- [About this exercise]: Write the entries below out again exactly, but skip the pictures.

### Material shown ###

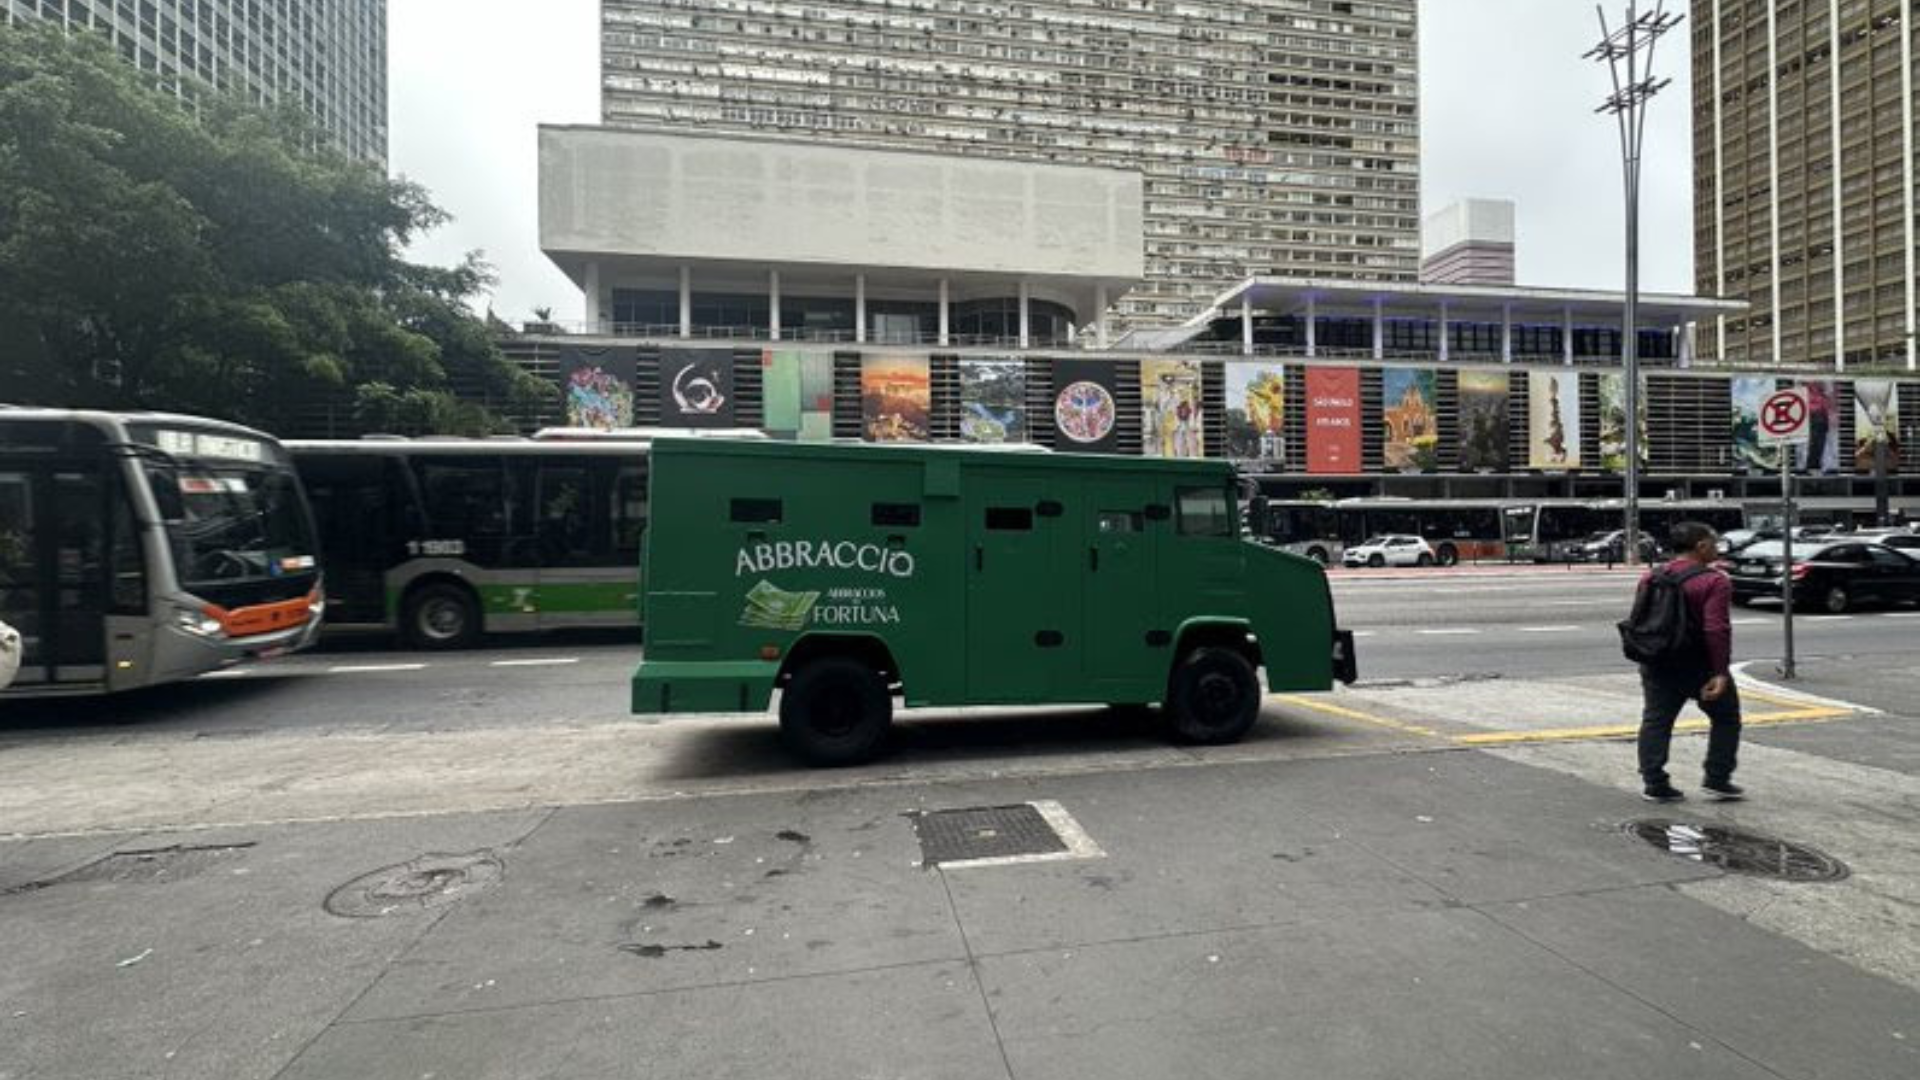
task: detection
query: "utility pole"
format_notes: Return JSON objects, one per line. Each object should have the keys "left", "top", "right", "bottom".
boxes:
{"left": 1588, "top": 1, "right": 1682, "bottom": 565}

###

- [Written response]:
task: detection
query: "utility pole"
format_notes: Return JSON objects, one per line. Each object should have the keys "left", "top", "right", "bottom".
boxes:
{"left": 1588, "top": 1, "right": 1682, "bottom": 565}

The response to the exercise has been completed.